What to work on
Swap every "black backpack" in the lines below for "dark rucksack" and keep everything else the same. Leave out the pictures.

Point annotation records
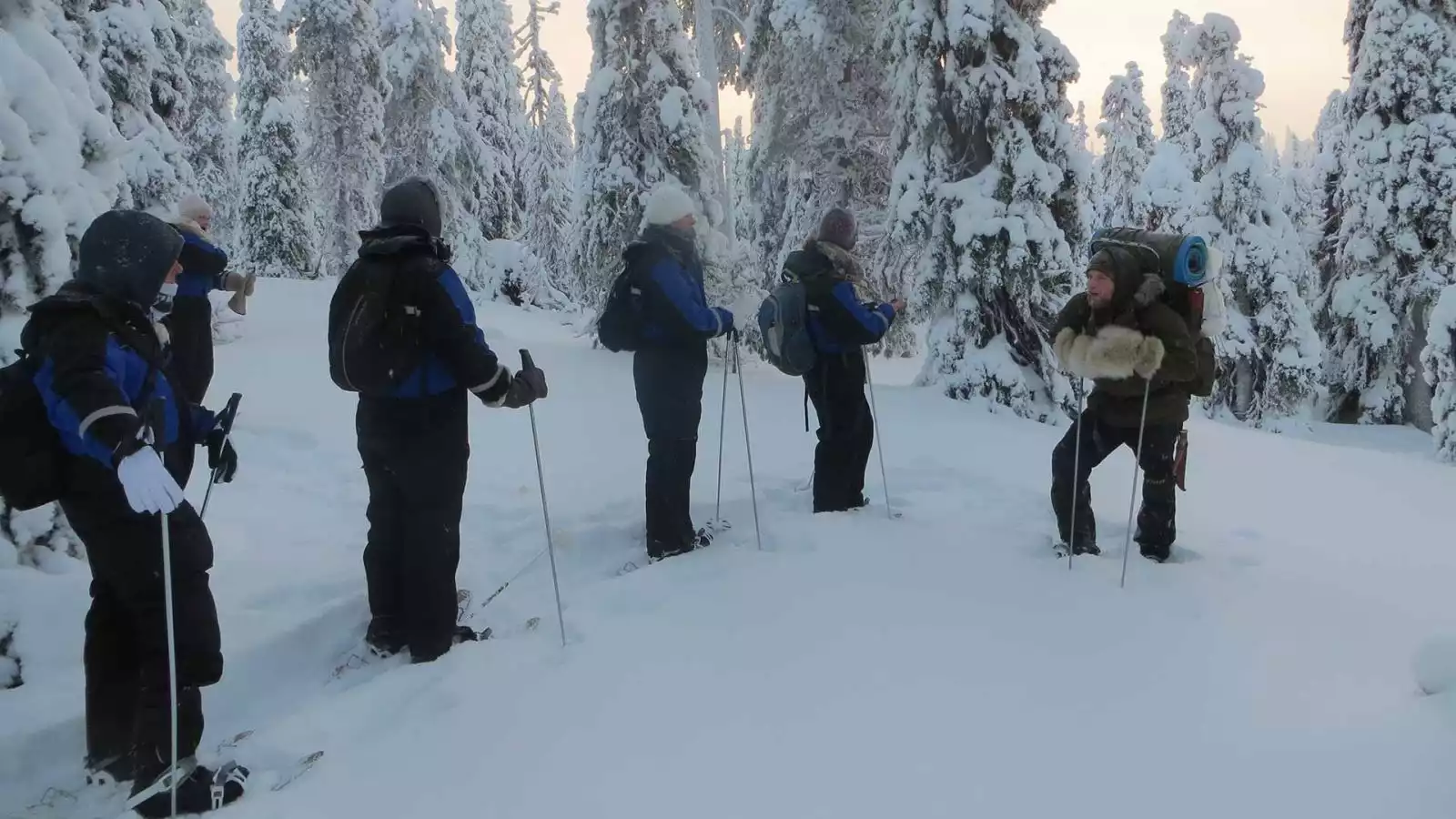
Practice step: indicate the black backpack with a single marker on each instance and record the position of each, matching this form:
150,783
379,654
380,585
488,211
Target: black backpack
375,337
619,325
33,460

Finished task
Practice step: indicate the dark rucksack with a single marker on each instance and record the position of each, matching this form:
150,783
379,654
380,585
488,211
Target: dark rucksack
375,337
619,325
33,460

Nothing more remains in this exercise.